--- Start Supplied entries ---

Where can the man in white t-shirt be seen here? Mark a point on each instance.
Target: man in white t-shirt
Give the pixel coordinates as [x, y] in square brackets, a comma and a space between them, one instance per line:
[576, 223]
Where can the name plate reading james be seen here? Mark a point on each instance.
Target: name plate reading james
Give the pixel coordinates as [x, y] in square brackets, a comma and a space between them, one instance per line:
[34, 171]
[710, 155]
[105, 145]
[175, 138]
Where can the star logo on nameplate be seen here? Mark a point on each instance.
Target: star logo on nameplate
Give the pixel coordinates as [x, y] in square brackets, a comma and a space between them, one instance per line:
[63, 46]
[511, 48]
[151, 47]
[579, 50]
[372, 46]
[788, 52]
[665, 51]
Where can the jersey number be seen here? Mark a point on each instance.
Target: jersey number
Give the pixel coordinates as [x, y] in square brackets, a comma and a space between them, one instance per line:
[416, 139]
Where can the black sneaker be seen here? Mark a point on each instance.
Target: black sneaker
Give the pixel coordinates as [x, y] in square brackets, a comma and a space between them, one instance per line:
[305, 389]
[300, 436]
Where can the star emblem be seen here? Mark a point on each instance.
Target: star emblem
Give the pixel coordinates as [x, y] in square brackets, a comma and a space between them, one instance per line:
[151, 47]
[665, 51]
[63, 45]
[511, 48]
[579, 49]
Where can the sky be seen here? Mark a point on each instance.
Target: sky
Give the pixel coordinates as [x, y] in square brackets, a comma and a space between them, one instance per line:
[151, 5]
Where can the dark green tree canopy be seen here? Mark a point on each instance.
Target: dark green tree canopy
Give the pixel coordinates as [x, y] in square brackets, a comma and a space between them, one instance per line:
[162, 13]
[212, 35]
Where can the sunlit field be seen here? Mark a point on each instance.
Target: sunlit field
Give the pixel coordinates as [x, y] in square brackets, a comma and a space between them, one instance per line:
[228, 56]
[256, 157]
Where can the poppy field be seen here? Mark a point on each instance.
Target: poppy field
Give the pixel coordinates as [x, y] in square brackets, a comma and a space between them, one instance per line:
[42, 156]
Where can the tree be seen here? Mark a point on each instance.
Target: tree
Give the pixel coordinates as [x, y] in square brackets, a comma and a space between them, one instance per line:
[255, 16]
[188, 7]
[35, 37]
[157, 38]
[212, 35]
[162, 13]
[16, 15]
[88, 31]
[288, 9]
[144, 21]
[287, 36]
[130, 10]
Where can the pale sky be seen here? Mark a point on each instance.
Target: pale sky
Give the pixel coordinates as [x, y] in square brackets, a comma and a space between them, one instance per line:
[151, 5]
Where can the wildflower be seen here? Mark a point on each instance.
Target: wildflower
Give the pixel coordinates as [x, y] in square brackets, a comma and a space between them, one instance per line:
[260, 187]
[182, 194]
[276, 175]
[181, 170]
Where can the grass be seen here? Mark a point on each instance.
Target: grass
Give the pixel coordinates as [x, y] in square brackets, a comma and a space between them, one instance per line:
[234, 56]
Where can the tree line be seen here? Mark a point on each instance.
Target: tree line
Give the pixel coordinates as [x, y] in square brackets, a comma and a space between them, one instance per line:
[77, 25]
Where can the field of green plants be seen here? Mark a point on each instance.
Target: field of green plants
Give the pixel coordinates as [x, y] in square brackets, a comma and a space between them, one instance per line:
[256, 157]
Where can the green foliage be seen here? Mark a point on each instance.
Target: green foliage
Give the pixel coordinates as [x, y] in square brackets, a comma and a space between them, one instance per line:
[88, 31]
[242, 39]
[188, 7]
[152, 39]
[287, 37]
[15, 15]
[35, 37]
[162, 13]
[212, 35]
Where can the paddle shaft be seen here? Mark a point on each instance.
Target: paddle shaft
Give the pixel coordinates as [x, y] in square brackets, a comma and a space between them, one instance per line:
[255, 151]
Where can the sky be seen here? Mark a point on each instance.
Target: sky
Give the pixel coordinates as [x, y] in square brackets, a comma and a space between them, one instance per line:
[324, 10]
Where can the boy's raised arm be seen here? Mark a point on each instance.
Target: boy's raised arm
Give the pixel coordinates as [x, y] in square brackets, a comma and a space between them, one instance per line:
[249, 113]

--- End Supplied entries ---

### Work to do
Reproduce the listing above in full, changing every "pixel coordinates" to "image coordinates" and leaving everything else untouched.

### Final result
Where can the man in white t-shirt be seen here? Mark a point on each instance.
Target: man in white t-shirt
Give the image coordinates as [x, y] in square brackets, a comma and a space between them, one instance per line:
[576, 223]
Where can the name plate reading james be seen here? Mark a point on each instance.
Target: name plate reading james
Give the image coordinates as [x, y] in square brackets, a comma and a space between them, one instance per line:
[34, 171]
[710, 155]
[105, 145]
[175, 138]
Where can the star logo on nameplate be seen here? Mark a point on each instance.
Target: star logo on nameplate
Give the image coordinates as [x, y] in square brackets, a comma and a space between them, one instance per line:
[63, 46]
[511, 48]
[151, 47]
[579, 50]
[372, 46]
[788, 52]
[665, 51]
Where can the jersey number be seen here? Mark a point on each instance.
Target: jersey number
Give the image coordinates as [x, y] in square brackets, a comma and a space between them, one instance per line:
[416, 139]
Where can the black sneaker be seen here? Mark a point on each instance.
Target: black sneaker
Give the image coordinates as [x, y] in square brackets, a comma and a space between them, one instance per line:
[305, 389]
[300, 436]
Where can the star emblem be seen here? Mark a point on each instance.
Target: star emblem
Give the image coordinates as [x, y] in square brackets, a comma and a space between them, one instance per line:
[151, 47]
[665, 51]
[63, 45]
[511, 48]
[579, 49]
Where can the sky be seen here? Mark a point on each instance.
Target: sky
Give the image coordinates as [x, y] in square brackets, a comma and a space between them, one instance per line:
[151, 5]
Where can the dark green tree canopy be seen here? Mark a point on each instance.
Target: dark green tree canopy
Give the image coordinates as [x, y] in square brackets, a comma and a space between them, one instance per line:
[162, 13]
[212, 35]
Where can the sunlit field be seen here? Mark a point on each instance.
Target: sunlit field
Give the image coordinates as [x, y] in square brackets, a comma and a space between them, one instance per line:
[228, 56]
[256, 157]
Where can the poppy field be seen here? Mark a point on each instance.
Target: poppy field
Give the image coordinates as [x, y] in square brackets, a comma and a space between them, one instance per line:
[42, 156]
Where can the tree be seen here? Mark a point on each instance.
Target: tree
Give the image coordinates as [x, y] in square brackets, a comma and a space between them, one instance per line:
[255, 16]
[188, 7]
[35, 37]
[157, 38]
[212, 35]
[162, 13]
[16, 15]
[88, 31]
[288, 9]
[144, 21]
[287, 36]
[130, 10]
Where can the pale sky be seen here? Mark a point on each instance.
Target: pale sky
Give the image coordinates as [x, y] in square brackets, a comma and a space between them, one instance per line:
[151, 5]
Where can the wildflower be seen here? Mark a point on each instance.
Target: wildflower
Give the image coordinates as [x, y] in square brackets, a comma and a space between them, one instance per line:
[260, 187]
[182, 194]
[276, 175]
[181, 170]
Where can the grass be seen here? Mark a point on each instance.
Target: grass
Give the image coordinates as [x, y] in square brackets, a comma and a space between them, one instance per line:
[234, 56]
Where can the tree line be seen here? Mark a point on each instance.
Target: tree line
Give the image coordinates as [x, y] in square brackets, a comma and a space between them, one instance per line:
[77, 25]
Where can the field of green plants be seen here? Mark a point on each instance.
Target: field of green plants
Give the image coordinates as [x, y] in square brackets, a comma and a space between them, one instance per line:
[256, 157]
Where can the green foliage be seen here? Mark a point on each instance.
Target: green foliage
Give the image coordinates as [x, y] in square brackets, a comma and a space between them, one instance per line:
[88, 31]
[242, 39]
[188, 7]
[152, 39]
[287, 37]
[15, 15]
[35, 37]
[162, 13]
[212, 35]
Where can the paddle shaft be seen here? Mark a point on each instance.
Target: paddle shaft
Give the image coordinates as [x, y] in square brackets, a comma and a space between them, one instance per line:
[255, 151]
Where can the sky be seen here? Mark a point on each instance.
Target: sky
Give the image coordinates as [x, y] in square brackets, a comma and a space between them, one instance per line:
[324, 10]
Where can the boy's raised arm be seen here? Mark a point on each instance.
Target: boy's raised arm
Give the image coordinates as [x, y] in square brackets, a comma and a space between them, one instance per line:
[249, 113]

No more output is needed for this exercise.